Problem to solve: Copy the rows from the line holding "#detect building facade" through the end of the rows, inclusive, changing "instances" to "objects" and leaving everything else as it is.
───── Excerpted data ─────
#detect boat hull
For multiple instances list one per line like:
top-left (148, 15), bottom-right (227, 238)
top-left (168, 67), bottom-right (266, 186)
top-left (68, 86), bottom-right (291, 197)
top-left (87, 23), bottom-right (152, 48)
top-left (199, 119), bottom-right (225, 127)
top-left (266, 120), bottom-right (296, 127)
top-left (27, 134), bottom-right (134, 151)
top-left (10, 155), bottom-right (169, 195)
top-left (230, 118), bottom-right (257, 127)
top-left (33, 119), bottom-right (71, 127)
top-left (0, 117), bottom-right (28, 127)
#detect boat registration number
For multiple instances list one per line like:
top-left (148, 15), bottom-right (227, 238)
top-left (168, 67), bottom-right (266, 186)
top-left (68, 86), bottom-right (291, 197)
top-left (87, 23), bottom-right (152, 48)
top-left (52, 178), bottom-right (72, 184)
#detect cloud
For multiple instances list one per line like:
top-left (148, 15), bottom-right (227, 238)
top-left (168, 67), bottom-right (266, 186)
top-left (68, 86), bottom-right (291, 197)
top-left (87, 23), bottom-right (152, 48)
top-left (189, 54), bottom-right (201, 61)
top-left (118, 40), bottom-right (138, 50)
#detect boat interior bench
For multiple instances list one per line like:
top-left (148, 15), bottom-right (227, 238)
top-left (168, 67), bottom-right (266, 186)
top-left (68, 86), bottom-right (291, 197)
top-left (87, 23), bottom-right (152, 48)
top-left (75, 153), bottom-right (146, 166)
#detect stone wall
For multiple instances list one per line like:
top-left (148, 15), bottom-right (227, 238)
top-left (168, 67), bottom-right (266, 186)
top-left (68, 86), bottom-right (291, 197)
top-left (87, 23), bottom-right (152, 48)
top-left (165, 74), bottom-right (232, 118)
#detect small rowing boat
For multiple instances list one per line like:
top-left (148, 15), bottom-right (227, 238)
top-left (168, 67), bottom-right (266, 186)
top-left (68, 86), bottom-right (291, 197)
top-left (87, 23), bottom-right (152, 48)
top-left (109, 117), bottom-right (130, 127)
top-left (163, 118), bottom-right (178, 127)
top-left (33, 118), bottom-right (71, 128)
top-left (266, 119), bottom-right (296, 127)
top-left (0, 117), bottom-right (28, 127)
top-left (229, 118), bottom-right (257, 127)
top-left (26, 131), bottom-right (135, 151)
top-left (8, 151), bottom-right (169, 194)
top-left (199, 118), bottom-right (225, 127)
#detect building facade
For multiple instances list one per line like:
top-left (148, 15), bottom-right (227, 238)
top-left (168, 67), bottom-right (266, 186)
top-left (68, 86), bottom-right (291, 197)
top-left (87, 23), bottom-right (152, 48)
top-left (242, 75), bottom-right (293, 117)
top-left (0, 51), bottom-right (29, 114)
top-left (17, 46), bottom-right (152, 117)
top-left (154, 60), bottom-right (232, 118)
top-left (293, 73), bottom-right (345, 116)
─────
Task output:
#detect building facade
For multiple objects list one per line like:
top-left (148, 15), bottom-right (227, 238)
top-left (168, 67), bottom-right (266, 186)
top-left (68, 86), bottom-right (291, 197)
top-left (87, 23), bottom-right (152, 48)
top-left (242, 75), bottom-right (293, 117)
top-left (0, 51), bottom-right (29, 114)
top-left (17, 46), bottom-right (152, 117)
top-left (154, 60), bottom-right (232, 118)
top-left (293, 73), bottom-right (345, 116)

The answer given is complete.